▶ [Items]:
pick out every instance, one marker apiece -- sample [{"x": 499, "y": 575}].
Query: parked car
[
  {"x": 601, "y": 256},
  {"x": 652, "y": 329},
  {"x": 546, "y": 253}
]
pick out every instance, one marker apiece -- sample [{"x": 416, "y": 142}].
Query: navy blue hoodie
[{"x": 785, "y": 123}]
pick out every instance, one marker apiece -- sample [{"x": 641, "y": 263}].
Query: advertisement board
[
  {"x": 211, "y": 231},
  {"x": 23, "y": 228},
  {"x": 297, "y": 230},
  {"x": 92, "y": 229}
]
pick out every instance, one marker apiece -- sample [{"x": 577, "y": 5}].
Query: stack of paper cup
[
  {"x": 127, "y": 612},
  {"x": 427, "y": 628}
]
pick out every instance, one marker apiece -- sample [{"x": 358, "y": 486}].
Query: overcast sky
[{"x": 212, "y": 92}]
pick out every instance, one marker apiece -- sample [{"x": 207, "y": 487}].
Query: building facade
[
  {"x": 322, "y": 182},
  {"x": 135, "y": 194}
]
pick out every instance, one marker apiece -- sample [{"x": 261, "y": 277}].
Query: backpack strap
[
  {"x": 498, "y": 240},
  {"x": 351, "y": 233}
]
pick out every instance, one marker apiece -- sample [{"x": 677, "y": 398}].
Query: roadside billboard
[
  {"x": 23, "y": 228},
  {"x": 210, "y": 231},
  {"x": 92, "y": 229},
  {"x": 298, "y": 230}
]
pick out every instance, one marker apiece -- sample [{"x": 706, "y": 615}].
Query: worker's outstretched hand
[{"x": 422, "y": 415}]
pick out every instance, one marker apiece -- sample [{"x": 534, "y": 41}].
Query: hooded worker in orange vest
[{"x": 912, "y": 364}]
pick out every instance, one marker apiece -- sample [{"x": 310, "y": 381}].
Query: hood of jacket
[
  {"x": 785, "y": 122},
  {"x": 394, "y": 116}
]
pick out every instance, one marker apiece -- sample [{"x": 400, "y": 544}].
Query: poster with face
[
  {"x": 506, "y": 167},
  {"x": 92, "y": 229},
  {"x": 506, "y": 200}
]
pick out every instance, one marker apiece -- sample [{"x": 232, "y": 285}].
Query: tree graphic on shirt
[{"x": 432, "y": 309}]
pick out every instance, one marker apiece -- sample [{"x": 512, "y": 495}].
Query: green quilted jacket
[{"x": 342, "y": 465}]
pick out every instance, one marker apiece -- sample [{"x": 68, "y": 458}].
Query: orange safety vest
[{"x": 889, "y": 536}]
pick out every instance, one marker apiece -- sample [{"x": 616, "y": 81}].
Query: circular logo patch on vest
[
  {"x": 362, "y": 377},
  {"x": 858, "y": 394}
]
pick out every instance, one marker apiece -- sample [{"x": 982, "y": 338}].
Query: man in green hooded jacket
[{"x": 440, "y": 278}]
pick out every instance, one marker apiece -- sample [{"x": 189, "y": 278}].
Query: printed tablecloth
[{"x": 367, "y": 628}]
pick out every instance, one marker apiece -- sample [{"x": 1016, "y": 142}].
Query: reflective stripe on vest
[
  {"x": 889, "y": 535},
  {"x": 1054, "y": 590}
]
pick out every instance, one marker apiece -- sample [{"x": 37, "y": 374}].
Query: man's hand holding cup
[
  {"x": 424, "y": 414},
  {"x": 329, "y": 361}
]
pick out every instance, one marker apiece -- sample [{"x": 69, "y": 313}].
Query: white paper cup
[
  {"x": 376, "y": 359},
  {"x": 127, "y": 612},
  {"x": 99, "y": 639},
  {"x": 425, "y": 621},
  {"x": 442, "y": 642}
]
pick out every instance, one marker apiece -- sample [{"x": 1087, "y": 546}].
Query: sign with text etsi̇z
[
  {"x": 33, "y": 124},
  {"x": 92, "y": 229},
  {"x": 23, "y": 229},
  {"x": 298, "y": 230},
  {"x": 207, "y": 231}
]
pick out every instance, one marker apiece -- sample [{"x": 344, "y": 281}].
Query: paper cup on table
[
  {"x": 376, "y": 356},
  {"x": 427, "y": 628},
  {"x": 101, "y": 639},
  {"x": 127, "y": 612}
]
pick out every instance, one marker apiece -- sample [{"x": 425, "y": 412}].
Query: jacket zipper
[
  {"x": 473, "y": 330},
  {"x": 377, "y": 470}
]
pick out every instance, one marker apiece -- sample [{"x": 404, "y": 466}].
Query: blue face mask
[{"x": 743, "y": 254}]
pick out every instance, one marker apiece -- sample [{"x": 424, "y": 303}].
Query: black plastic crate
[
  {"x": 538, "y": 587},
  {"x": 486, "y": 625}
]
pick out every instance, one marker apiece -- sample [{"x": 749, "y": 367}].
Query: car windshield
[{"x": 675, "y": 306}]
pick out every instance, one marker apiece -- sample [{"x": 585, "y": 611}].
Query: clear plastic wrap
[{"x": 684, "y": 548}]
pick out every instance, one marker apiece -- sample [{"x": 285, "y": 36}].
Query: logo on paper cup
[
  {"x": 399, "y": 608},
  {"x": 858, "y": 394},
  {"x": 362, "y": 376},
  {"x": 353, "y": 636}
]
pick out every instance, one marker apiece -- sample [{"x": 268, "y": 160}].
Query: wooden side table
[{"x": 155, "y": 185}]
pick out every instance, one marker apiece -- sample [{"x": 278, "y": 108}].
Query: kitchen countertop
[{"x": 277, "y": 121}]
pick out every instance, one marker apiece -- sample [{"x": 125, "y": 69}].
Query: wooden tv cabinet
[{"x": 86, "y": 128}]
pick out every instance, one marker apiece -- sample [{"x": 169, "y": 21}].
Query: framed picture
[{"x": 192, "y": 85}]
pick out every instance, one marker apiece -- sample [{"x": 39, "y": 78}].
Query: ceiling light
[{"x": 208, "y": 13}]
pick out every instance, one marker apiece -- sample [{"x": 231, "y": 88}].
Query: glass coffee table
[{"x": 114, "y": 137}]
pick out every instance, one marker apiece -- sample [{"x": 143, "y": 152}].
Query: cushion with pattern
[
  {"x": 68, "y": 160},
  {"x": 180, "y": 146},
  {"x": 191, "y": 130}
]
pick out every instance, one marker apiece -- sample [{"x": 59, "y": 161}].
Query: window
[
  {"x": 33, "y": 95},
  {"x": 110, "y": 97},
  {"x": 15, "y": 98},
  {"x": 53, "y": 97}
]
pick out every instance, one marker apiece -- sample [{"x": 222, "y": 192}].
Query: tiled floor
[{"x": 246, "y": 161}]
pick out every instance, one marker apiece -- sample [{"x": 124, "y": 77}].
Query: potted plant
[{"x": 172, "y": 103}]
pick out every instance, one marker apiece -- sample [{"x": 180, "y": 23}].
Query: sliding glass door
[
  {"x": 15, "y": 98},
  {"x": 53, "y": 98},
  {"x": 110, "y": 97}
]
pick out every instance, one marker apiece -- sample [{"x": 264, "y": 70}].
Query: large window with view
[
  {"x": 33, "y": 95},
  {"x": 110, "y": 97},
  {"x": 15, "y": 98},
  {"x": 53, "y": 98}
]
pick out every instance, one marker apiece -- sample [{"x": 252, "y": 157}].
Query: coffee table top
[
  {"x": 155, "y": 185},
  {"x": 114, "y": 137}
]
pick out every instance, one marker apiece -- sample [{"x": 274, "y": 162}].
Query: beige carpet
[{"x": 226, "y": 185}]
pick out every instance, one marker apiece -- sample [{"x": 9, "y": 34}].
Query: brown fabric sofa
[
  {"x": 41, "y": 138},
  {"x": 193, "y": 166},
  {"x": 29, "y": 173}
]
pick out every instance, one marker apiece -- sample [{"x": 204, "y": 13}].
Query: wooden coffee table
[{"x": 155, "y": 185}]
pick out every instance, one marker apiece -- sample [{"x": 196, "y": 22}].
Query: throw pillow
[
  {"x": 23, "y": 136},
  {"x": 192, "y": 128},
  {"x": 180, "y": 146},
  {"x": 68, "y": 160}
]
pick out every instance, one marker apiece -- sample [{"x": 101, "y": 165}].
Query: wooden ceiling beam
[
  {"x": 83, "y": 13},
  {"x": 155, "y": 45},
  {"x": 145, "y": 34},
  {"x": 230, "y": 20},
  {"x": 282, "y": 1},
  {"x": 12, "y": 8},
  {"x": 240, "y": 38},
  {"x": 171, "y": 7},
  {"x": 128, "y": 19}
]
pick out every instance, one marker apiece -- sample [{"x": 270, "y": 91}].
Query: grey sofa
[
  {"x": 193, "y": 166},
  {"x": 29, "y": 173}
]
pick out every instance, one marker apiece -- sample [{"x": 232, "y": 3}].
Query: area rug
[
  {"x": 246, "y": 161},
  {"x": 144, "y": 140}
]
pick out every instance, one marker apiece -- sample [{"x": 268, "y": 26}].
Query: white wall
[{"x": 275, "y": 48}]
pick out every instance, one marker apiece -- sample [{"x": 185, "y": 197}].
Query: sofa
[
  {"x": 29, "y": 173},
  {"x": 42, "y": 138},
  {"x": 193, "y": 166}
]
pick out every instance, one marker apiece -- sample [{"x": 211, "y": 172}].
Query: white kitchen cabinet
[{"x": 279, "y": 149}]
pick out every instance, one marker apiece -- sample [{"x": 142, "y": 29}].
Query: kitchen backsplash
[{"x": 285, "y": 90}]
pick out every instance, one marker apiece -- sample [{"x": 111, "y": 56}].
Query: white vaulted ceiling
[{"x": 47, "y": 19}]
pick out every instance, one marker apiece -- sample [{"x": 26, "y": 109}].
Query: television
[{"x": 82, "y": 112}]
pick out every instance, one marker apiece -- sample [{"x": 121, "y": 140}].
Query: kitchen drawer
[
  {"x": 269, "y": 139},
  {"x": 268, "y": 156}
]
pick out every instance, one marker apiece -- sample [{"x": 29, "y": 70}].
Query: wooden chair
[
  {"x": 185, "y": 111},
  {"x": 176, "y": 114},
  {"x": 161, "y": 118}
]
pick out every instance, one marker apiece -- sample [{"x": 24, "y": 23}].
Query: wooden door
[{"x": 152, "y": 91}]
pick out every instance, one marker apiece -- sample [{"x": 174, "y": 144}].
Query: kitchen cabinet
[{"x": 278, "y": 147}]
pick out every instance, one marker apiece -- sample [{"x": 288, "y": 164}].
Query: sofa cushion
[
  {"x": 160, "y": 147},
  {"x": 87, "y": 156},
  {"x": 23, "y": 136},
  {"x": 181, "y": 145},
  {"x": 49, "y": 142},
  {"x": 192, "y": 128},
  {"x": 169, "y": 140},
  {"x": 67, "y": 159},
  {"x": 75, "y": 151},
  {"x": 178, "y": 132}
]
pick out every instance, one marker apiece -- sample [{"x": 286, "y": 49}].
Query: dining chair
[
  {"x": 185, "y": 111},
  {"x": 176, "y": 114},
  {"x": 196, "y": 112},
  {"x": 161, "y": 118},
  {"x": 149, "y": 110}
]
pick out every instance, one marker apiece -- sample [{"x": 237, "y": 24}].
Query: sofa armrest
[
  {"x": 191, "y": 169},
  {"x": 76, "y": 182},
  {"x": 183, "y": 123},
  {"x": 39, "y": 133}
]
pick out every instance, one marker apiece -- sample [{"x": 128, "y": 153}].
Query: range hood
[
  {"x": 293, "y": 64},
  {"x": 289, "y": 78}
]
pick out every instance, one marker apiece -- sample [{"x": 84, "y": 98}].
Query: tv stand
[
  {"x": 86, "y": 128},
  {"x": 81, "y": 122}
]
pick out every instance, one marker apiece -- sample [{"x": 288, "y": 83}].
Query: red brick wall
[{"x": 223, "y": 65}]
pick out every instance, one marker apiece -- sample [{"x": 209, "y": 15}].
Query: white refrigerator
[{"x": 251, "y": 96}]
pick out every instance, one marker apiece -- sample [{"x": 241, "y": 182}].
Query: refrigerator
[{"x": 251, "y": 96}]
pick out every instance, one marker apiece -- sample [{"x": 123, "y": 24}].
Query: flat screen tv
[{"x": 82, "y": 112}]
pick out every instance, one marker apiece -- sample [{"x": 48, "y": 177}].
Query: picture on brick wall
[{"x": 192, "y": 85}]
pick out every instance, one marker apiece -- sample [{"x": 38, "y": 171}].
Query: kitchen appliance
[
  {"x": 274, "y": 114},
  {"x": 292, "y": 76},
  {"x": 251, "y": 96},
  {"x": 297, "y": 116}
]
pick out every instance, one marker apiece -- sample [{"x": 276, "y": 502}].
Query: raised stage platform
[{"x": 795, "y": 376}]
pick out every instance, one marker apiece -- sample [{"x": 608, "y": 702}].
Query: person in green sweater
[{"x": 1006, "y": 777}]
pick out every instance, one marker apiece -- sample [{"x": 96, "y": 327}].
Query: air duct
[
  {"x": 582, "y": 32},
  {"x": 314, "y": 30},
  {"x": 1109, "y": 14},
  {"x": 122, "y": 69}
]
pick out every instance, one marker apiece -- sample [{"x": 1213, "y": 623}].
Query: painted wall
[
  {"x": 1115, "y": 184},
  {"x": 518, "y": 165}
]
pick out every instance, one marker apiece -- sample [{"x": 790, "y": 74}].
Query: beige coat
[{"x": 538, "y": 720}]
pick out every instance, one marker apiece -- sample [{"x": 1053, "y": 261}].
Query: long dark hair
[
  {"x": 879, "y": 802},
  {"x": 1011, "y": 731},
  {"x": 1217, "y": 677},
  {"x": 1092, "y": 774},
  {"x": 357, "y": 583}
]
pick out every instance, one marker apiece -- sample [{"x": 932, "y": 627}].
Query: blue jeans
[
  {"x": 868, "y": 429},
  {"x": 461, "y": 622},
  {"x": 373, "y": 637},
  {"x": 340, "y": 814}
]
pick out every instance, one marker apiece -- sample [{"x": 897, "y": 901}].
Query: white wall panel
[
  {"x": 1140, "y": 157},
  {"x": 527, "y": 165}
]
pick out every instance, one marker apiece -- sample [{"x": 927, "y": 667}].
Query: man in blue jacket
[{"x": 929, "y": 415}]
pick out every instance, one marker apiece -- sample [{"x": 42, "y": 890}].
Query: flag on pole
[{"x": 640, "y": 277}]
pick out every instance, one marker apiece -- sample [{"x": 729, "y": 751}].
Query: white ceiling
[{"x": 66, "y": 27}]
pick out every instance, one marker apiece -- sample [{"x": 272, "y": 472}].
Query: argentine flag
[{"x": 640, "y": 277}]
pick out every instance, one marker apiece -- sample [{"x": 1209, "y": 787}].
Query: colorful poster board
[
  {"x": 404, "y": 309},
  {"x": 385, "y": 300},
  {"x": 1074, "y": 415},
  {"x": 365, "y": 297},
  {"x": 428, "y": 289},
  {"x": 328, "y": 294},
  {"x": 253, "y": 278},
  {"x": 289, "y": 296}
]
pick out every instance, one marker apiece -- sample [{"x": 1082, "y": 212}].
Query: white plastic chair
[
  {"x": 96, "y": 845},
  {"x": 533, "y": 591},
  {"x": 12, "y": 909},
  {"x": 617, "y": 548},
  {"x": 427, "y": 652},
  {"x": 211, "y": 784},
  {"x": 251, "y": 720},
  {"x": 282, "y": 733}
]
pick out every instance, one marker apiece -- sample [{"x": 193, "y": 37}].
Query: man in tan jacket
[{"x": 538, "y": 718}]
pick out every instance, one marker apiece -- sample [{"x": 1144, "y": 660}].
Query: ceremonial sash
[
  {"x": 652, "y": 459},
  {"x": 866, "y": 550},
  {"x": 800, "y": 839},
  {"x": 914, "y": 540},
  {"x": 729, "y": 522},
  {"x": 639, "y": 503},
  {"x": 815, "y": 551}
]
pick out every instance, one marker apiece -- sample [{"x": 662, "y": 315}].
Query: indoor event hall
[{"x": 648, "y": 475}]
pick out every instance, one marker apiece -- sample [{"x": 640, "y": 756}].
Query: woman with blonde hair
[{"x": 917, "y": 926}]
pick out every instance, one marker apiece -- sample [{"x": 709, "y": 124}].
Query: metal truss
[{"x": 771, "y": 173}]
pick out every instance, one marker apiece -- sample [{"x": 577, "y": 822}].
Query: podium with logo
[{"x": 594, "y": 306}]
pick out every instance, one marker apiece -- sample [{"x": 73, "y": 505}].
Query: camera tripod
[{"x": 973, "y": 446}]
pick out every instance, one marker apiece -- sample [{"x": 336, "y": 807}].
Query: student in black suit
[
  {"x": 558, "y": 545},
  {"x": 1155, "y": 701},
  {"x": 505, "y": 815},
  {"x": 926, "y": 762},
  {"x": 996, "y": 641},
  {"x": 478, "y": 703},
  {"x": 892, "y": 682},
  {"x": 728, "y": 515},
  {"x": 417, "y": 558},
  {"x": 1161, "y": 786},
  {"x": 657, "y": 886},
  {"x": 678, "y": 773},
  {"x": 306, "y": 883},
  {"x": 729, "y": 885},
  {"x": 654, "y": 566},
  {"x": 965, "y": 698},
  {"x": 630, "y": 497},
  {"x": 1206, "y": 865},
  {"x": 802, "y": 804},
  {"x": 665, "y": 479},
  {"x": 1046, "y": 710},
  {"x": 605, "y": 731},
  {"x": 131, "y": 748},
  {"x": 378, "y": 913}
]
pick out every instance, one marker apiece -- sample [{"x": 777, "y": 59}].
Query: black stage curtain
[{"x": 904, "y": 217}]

▶ [Exercise instructions]: Find every line in the records above that contains the word "vest", and copy each of those lines in full. Case counts.

▶ [Task answer]:
Query: hooded worker in orange vest
Query: orange safety vest
Query: circular logo patch on vest
Query: reflective stripe on vest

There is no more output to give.